• **Problem details**: Could you resume the forum thread on apple-head and deer-head dogs from where it stops?

• **Page excerpt**:
# Apple Head/Deer Head



## carrithedeku (Jan 15, 2012)

I think Milo has a deer head, what do you think?
And what shaped heads do your babies have? 

















This one is just for cuteness!


----------



## Hollysmom (Nov 26, 2011)

I'm guessing deer head. Holly's one as well.


----------



## DKT113 (Nov 26, 2011)

I love the ears! Every time I see a pix the ears are just superb!


----------



## flippedstars (Dec 16, 2009)

I think deer head as well


----------



## Jerry'sMom (May 5, 2009)

Milo is a cutie! Definitely a Deer Head; I have two little Apples


----------



## svdreamer (Feb 20, 2010)

I have one apple, Babushka, a few apple with longer snouts, Billy, Pepper, Lexxi, Reggie, a few in between, Twiggy, Tico, and Delilah and three deer headed, Gonzo, Smoke and Abby.


----------



## carrithedeku (Jan 15, 2012)

svdreamer said:


> I have one apple, Babushka, a few apple with longer snouts, Billy, Pepper, Lexxi, Reggie, a few in between, Twiggy, Tico, and Delilah and three deer headed, Gonzo, Smoke and Abby.


Babushka! What a name! Isn't that Russian I believe?


----------



## catz4m8z (Aug 28, 2008)

Milo is a deer head Chi...and such a gorgeous colouring too!! I love his little matching nose!!

I have a long coat apple head and a short coat deerish head!! (she is 'ish' coz she has the long slender body and muzzle of a deer but her head is still abit appley!)


----------



## ~*Jessie*~ (Aug 8, 2007)

Looks deer to me


----------



## carrithedeku (Jan 15, 2012)

~*Jessie*~ said:


> Looks deer to me


I apologize for the unrelated post but your blog is quite nice! When I clicked on Emma's page Milo started sniffing the screen and even licked it once! [I have a laptop] I think someone has a puppy crush.

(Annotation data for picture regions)
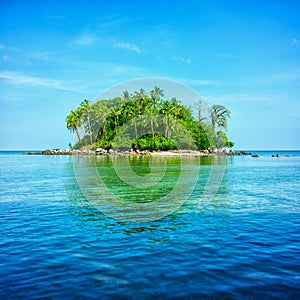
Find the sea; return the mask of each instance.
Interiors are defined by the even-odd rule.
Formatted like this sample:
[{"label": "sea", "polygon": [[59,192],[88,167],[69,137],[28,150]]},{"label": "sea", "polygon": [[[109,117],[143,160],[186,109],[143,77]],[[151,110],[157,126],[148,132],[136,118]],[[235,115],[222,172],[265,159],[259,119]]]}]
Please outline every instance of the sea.
[{"label": "sea", "polygon": [[300,152],[251,152],[1,151],[0,299],[300,299]]}]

• **The reply**:
----------



## Jennmay (Dec 31, 2011)

I have one deer head and one apple head.


----------



## OzChi (Oct 26, 2011)

Milo looks like a deer head to me.

I have one with a big apple dome and one who i'm undecided on - she was looking quite apple shaped, then her muzzle grew and lengthened a bit but now I think she's looking a bit rounder again. I guess she's an apple/deer.


----------



## svdreamer (Feb 20, 2010)

carrithedeku said:


> Babushka! What a name! Isn't that Russian I believe?


Yeah, it is a Russian word for grandma. It also the name for a triangular shawl that ties under the chin.


----------



## lulu'smom (Jan 4, 2012)

Love Milo's name. He's a cutie pie deer head (my very uneducated opinion). Lulu is an applehead with a little short snout and ears that won't stand up.


----------



## ~*Jessie*~ (Aug 8, 2007)

carrithedeku said:


> I apologize for the unrelated post but your blog is quite nice! When I clicked on Emma's page Milo started sniffing the screen and even licked it once! [I have a laptop] I think someone has a puppy crush.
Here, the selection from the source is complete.